── Supplied data ──

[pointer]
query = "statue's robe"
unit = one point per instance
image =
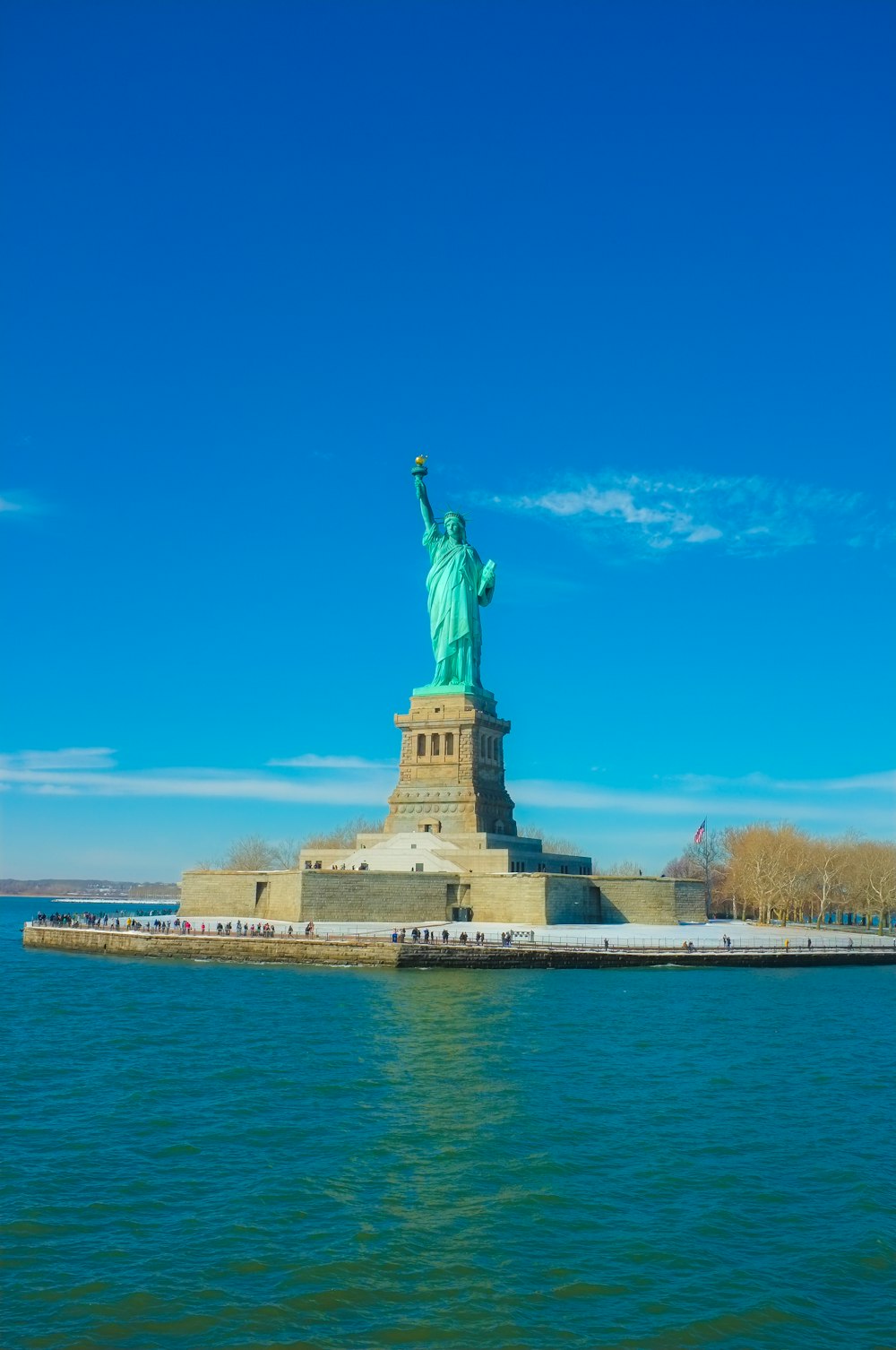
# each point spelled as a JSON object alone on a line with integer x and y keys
{"x": 455, "y": 594}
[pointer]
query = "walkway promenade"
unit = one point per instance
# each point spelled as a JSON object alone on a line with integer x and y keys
{"x": 521, "y": 950}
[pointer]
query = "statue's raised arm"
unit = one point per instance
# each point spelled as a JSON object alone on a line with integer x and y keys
{"x": 423, "y": 496}
{"x": 458, "y": 584}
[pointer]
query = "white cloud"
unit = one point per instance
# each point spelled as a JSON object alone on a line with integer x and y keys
{"x": 21, "y": 504}
{"x": 666, "y": 806}
{"x": 328, "y": 762}
{"x": 748, "y": 516}
{"x": 92, "y": 757}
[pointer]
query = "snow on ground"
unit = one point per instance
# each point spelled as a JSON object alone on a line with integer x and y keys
{"x": 639, "y": 936}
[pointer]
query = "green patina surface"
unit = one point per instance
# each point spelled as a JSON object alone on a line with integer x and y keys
{"x": 459, "y": 584}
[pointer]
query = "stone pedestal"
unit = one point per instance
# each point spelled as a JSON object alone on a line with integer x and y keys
{"x": 451, "y": 776}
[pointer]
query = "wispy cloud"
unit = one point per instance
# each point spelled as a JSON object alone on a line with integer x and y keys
{"x": 19, "y": 504}
{"x": 93, "y": 773}
{"x": 328, "y": 762}
{"x": 863, "y": 802}
{"x": 749, "y": 516}
{"x": 90, "y": 757}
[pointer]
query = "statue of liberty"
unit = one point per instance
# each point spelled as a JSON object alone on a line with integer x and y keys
{"x": 458, "y": 584}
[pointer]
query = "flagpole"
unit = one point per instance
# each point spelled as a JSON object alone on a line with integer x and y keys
{"x": 706, "y": 870}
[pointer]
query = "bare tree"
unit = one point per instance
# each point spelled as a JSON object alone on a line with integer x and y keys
{"x": 285, "y": 853}
{"x": 704, "y": 861}
{"x": 830, "y": 867}
{"x": 343, "y": 835}
{"x": 625, "y": 869}
{"x": 251, "y": 853}
{"x": 871, "y": 871}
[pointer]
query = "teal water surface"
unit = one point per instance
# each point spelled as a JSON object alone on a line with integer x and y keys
{"x": 202, "y": 1155}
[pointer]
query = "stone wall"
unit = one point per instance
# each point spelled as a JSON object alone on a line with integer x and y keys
{"x": 650, "y": 899}
{"x": 376, "y": 896}
{"x": 177, "y": 947}
{"x": 517, "y": 898}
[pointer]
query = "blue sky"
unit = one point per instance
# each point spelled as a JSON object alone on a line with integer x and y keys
{"x": 624, "y": 272}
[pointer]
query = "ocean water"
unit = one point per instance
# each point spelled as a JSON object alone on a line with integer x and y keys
{"x": 200, "y": 1155}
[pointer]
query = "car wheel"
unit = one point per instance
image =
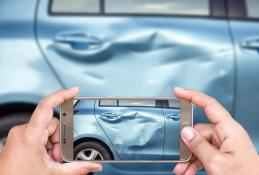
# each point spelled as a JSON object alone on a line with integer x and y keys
{"x": 9, "y": 121}
{"x": 91, "y": 151}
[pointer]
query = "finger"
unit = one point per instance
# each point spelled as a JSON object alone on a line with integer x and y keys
{"x": 78, "y": 168}
{"x": 47, "y": 133}
{"x": 56, "y": 152}
{"x": 205, "y": 130}
{"x": 43, "y": 113}
{"x": 180, "y": 168}
{"x": 215, "y": 112}
{"x": 193, "y": 168}
{"x": 198, "y": 145}
{"x": 55, "y": 137}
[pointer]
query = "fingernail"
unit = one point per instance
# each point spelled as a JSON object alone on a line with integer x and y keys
{"x": 178, "y": 88}
{"x": 74, "y": 88}
{"x": 98, "y": 167}
{"x": 187, "y": 133}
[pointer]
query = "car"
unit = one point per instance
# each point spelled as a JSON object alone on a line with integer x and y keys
{"x": 130, "y": 48}
{"x": 126, "y": 129}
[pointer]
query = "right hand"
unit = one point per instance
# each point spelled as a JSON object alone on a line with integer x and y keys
{"x": 222, "y": 147}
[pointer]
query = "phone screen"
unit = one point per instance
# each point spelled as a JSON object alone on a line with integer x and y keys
{"x": 126, "y": 129}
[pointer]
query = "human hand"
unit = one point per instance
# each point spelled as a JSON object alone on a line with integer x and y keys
{"x": 34, "y": 148}
{"x": 222, "y": 147}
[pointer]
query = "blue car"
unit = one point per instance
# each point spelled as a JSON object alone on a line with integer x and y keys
{"x": 126, "y": 129}
{"x": 130, "y": 48}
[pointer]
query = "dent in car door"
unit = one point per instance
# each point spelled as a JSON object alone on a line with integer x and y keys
{"x": 171, "y": 112}
{"x": 136, "y": 132}
{"x": 140, "y": 54}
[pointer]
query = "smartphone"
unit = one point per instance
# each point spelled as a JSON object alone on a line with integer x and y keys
{"x": 124, "y": 129}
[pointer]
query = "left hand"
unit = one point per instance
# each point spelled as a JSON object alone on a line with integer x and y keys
{"x": 34, "y": 148}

───

:: Given problem ::
Locate every line in the rows above that contains the string "surface", and copy each of those lines.

:: Exercise answer ::
query = "green patina surface"
query = "teal water surface"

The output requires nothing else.